REQUIREMENT 1 |
Repeat word for word the stretch of the Biennale review from "As a depiction" through "of this Biennale.".
REQUIREMENT 2 |
Carry on the Biennale review, beginning right after its last sentence.

===== EXERCISE PASSAGE =====

For one long passage, the men stand on their heads and writhe against the trunks. The image is turned upside-down so that the forest floor is at the top and the slender trees seem to be supporting it like pillars, a device that seems to stress that Zheng is out to flip expectations. (“Of all the set criteria for Posthuman Critical Theory…,” Braidoti writes in the catalogue, “the most important is the tactical method of defamiliarization, that is to say, disconnection of the subject from familiar and habitual patterns of identity.”)
The wall text for Le Sacre du printemps explains: “Zheng Bo is committed to all-inclusive, multi-species relationships. Through a socially and ecologically engaged art practice, he forges an alternative path that de-emphasizes a human-centric worldview and strives instead for interconnectedness of all living beings.” Elsewhere, he has said that his work emerged from his concern with climate change and his effort to explore “how plants practice politics.”
As a depiction of the delights of an eco-queer sexuality, the video is brazen and memorable (albeit a bit solemn for an erotic celebration, IMO). But if pleasuring yourself in (with?) the woods is somehow being proposed as the model for the earth activism we need now, that starts to lose me.
That starts to make it seem as if the allure of “post-humanism” represents the global intellectual classes, in despair about the possibility for human action to affect the problems weighing on the world, taking refuge in magical thinking…
I think it’s fair to raise questions. Debating the stakes of a “post-human aesthetics” will surely be part of the legacy of this Biennale.
But asking for a mission or a program is itself a very instrumental way to think about an art show. And for my money, what is great about this show’s framework is its aesthetic richness, not its philosophical rightness.
When I think about this show, I’ll really think of thoughtfully planned, “you had to be there” details. Of Colombian artist Delcy Morelos’s Earthly Paradise (2022), at the midpoint of the Arsenale, a low-slung structure made of bales of earth. Its smell, very much part of the work, is a subtle and very pleasant cinnamon-y perfume. It may be the central “image” I take away.

===== RECORD EXTRACTS =====

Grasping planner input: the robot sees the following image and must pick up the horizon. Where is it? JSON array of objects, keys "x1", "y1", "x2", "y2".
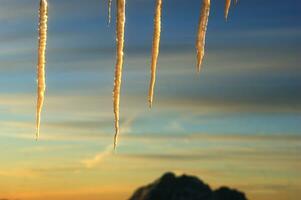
[{"x1": 0, "y1": 0, "x2": 301, "y2": 200}]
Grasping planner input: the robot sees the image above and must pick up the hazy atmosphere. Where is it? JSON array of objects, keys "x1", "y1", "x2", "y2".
[{"x1": 0, "y1": 0, "x2": 301, "y2": 200}]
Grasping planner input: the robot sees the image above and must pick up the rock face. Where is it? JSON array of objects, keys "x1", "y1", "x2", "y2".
[{"x1": 129, "y1": 172, "x2": 247, "y2": 200}]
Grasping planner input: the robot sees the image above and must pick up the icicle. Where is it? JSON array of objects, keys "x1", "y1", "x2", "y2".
[
  {"x1": 113, "y1": 0, "x2": 125, "y2": 149},
  {"x1": 36, "y1": 0, "x2": 48, "y2": 139},
  {"x1": 108, "y1": 0, "x2": 112, "y2": 24},
  {"x1": 225, "y1": 0, "x2": 231, "y2": 21},
  {"x1": 196, "y1": 0, "x2": 210, "y2": 72},
  {"x1": 148, "y1": 0, "x2": 162, "y2": 108}
]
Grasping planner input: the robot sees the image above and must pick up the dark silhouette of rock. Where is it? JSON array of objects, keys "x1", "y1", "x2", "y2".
[{"x1": 129, "y1": 172, "x2": 247, "y2": 200}]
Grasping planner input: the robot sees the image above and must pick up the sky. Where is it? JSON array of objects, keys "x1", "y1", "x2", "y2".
[{"x1": 0, "y1": 0, "x2": 301, "y2": 200}]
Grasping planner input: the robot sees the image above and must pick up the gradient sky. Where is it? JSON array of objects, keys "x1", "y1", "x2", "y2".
[{"x1": 0, "y1": 0, "x2": 301, "y2": 200}]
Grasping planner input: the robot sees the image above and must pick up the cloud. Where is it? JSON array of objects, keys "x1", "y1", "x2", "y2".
[{"x1": 81, "y1": 145, "x2": 113, "y2": 168}]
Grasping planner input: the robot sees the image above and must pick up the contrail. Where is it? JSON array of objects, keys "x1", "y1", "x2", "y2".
[
  {"x1": 36, "y1": 0, "x2": 48, "y2": 139},
  {"x1": 196, "y1": 0, "x2": 210, "y2": 72},
  {"x1": 148, "y1": 0, "x2": 162, "y2": 108},
  {"x1": 225, "y1": 0, "x2": 231, "y2": 21},
  {"x1": 108, "y1": 0, "x2": 112, "y2": 24},
  {"x1": 113, "y1": 0, "x2": 125, "y2": 149}
]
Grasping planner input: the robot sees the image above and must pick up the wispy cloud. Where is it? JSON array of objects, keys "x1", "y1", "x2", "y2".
[{"x1": 81, "y1": 145, "x2": 113, "y2": 168}]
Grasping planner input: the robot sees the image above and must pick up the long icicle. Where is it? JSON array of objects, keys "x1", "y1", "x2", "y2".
[
  {"x1": 36, "y1": 0, "x2": 48, "y2": 139},
  {"x1": 113, "y1": 0, "x2": 125, "y2": 149},
  {"x1": 225, "y1": 0, "x2": 231, "y2": 21},
  {"x1": 196, "y1": 0, "x2": 210, "y2": 72},
  {"x1": 108, "y1": 0, "x2": 112, "y2": 25},
  {"x1": 148, "y1": 0, "x2": 162, "y2": 108}
]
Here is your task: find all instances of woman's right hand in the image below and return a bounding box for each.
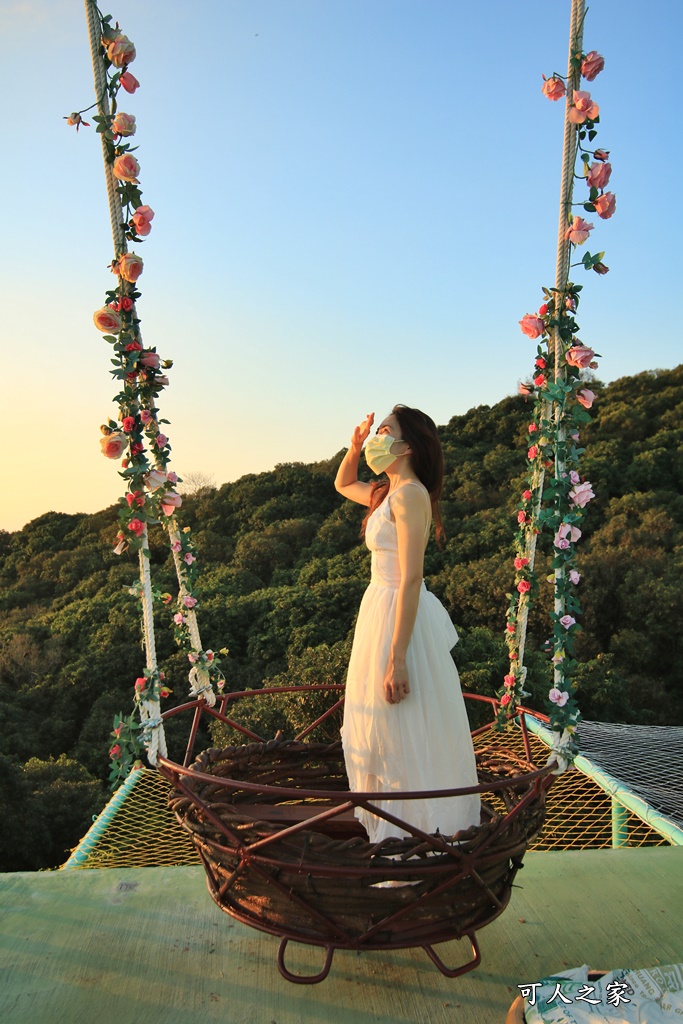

=====

OUTPUT 1 |
As a depiction of the delights of an eco-queer sexuality, the video is brazen and memorable (albeit a bit solemn for an erotic celebration, IMO). But if pleasuring yourself in (with?) the woods is somehow being proposed as the model for the earth activism we need now, that starts to lose me.
That starts to make it seem as if the allure of “post-humanism” represents the global intellectual classes, in despair about the possibility for human action to affect the problems weighing on the world, taking refuge in magical thinking…
I think it’s fair to raise questions. Debating the stakes of a “post-human aesthetics” will surely be part of the legacy of this Biennale.

OUTPUT 2 |
Or I’ll think of the moment in Alexandra Pirici’s performance where the performers ask you to stand with your eyes closed, and hold out your hands to make a new “haptic memory.” Something soft and spiky appeared on my palm, gently turning. And, as promised, I still do have an imprint of its shape and texture and movement in my brain, without having let myself know what the mystery object was.
Or the bend in the Arsenale where three artists, all influenced by Haitian Vodou, are put together. The intricate, storybook detail of Célestin Faustin’s 1979 painting of a lush, orderly Garden of Eden stays with me as a vision of imagined plenty.
The tenor of the times demands a high burden to claim relevance, and the result can be a muted and dutiful tone in art institutions. If all the elastic “post-human” framework of the 2022 Venice Biennale does is to bring together a great many unexpected and deserving figures into a configuration that feels personal and purposive and greater than its parts, then it is doing a great deal, actually.
I do believe that art, like dreams, can be a resource to discover “new conditions of existence,” as Alemani promises of this Venice Biennale. Dreaming can change reality, but you don’t generally dream in order to change reality. It is enough—and it is important—that dreaming gives your mind what it needs so that you might come back to face reality refreshed.
“The Milk of Dreams: The 57th Venice Biennale” is on view at the Arsenale della Biennale di Venezia, Campo de la Tana, 2169/f, 30122 Venice, Italy, and the Giardini della Biennale, C. Giazzo, 30122 Venice, Italy, April 23–November 27, 2022.